*** Selected excerpt ***

Think about all new fees, taxes before you vote

This Tuesday’s election in Clovis is not one registered voters should miss. Too many tax dollars are at stake, plus the makeup of the next city commission and the mayor will be decided.
Besides deciding contested and unopposed races, city voters also will determine whether to impose a new quarter-percent gross-receipts tax on goods anyone buys within city limits. The lowball estimate is it would raise $1.2 million more in GRT revenues — the same amount backers claimed back in 2002 when voters soundly rejected the measure. We join some readers in wondering how that can be with all the economic development here since then — and with no tax mill increase.
Passage of the quarter-percent hike means for every $100 you spend to buy goods in Clovis, you’ll pay 25 cents more. For a $10,000 diamond ring, that is an extra $25.
The dollars are for worthy projects — Clovis’ share for the Ute Pipeline Project, a wastewater treatment plant expansion, police and fire equipment replacement, $600,000 a year in residential street upgrades, and drainage. And it would free up revenue to use in the general fund for city workers’ wages.

*** End of Selected excerpt ***
*** Supplied records ***

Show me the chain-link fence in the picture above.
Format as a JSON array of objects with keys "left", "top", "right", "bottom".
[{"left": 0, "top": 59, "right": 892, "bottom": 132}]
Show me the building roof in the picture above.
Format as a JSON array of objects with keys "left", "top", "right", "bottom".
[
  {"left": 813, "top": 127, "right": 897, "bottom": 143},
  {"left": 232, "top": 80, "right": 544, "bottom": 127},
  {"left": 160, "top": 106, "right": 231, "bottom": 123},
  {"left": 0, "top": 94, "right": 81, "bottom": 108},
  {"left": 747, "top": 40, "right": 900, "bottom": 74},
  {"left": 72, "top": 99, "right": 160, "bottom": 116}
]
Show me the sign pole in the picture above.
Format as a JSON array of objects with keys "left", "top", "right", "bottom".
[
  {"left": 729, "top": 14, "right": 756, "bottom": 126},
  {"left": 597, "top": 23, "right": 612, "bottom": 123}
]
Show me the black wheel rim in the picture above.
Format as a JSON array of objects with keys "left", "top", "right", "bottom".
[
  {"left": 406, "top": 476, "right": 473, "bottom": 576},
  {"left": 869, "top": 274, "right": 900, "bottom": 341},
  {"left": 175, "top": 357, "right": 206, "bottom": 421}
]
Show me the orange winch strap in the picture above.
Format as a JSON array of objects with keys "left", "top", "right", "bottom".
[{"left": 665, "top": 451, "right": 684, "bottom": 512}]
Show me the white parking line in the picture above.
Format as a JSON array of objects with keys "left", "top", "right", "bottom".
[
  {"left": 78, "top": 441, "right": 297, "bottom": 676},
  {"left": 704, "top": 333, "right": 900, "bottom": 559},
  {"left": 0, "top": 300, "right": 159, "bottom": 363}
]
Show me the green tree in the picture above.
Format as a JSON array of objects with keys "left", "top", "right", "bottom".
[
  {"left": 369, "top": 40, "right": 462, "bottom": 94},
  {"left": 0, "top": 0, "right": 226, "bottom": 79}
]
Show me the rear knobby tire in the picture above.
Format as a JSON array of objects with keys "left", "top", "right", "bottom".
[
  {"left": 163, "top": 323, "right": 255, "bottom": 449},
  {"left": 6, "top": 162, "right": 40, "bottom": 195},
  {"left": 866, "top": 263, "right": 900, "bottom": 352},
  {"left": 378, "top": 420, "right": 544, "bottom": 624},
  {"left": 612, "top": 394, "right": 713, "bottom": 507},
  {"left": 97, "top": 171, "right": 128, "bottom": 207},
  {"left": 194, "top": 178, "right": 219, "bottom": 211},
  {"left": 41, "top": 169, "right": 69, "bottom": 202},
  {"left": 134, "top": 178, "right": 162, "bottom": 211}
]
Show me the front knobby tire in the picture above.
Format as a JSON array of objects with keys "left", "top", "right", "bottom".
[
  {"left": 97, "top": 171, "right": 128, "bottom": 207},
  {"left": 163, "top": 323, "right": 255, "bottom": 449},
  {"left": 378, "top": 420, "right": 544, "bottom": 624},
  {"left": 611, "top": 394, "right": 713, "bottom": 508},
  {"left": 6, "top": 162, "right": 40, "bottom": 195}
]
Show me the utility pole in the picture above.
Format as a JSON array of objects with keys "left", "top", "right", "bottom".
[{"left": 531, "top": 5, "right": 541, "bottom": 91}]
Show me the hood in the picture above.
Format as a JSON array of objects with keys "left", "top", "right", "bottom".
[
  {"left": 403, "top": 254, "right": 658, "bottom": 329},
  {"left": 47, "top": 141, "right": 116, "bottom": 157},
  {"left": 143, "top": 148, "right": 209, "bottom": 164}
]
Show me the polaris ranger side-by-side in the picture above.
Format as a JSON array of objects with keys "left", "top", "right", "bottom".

*** End of Supplied records ***

◆ Work to complete
List the projects that the editorial on the Clovis election says the new tax dollars would fund.

◆ Response to this exercise
- Clovis' share for the Ute Pipeline Project
- A wastewater treatment plant expansion
- Police and fire equipment replacement
- $600,000 a year in residential street upgrades
- Drainage